Selected passage>
* begin *

I think we are seeing now that if politicians don’t do what they need to do, they are not going to get re-elected anyway. So, they’d better get to work. According to a 2025 study focusing on youth (18-26) across several major EU countries (Germany, France, Italy, Spain, Poland), trust in institutions such as the European Commission (EC) is associated with socioeconomic status, education, and perceptions of institutional performance. In an older research article (from 2021), researchers found that when governments publish open data (transparent information about decisions and governance), this can increase trust among younger generations (Millennials + Gen Z).

I mean, what a shock – transparency drives citizen satisfaction, which in turn builds institutional trust. Who could have expected that?! When institutions feel responsive, transparent, and aligned with young people’s values (economic fairness, opportunity, transparency), there is a basis for trust among substantial numbers of Gen Z.

* end *

Data listing>
* begin *

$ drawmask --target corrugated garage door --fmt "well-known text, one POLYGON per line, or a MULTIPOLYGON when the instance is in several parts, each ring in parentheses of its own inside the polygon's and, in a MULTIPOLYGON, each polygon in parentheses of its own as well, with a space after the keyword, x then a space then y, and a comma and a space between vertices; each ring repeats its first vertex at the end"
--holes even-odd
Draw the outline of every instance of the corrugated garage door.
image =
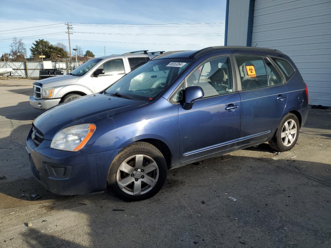
POLYGON ((257 43, 291 58, 309 104, 331 106, 331 1, 256 0, 252 46, 257 43))

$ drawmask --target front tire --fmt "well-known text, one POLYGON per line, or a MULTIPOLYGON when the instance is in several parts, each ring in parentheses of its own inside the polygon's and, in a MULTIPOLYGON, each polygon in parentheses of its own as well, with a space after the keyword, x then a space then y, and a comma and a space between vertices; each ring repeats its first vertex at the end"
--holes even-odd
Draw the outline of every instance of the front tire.
POLYGON ((124 200, 145 200, 161 189, 167 170, 166 160, 156 147, 146 142, 135 142, 115 157, 108 183, 110 189, 124 200))
POLYGON ((282 120, 269 145, 278 151, 291 150, 297 143, 299 135, 300 126, 296 116, 289 113, 282 120))

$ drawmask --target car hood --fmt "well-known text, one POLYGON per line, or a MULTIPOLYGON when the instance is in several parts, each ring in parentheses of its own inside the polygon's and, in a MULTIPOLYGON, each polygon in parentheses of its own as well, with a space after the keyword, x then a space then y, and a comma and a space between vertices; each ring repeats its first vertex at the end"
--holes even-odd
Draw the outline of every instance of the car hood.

* end *

Instruction 1> Duplicate the entries from the line with "drawmask --target car" through the final line of the entries, keeping every character the same.
Instruction 2> Pick up the passage on young people's trust in EU institutions from its last sentence and keep writing.

Right answer 1>
$ drawmask --target car hood --fmt "well-known text, one POLYGON per line, or a MULTIPOLYGON when the instance is in several parts, each ring in parentheses of its own inside the polygon's and, in a MULTIPOLYGON, each polygon in parentheses of its own as well, with a space after the keyword, x then a space then y, and a comma and a space between vertices; each ring repeats its first vertex at the end"
--holes even-odd
Draw the outline of every instance of the car hood.

Right answer 2>
I think politicians will learn this lesson the easy way or the hard way. In the uncertain times we face ahead, I hope that governments across the continent don’t suffer the fate of old influencer trends and become obsolete in the eyes of young voters.

The end of perfect isn’t just a trend. It’s a turning point. Gen Z is redefining what real looks like, what influence means, and what deserves attention. You’re proving every day that honesty travels further than hype, and that the most powerful thing you can put online isn’t a flawless image. It’s the truth.

But this shift doesn’t stop at your feed.
It shapes what you buy.
Who you support.
What you vote for.
And the future you’re building.

Keep choosing transparency. Keep demanding honesty. Not just from influencers – but where it really matters: from the people forging the policies that shape your future.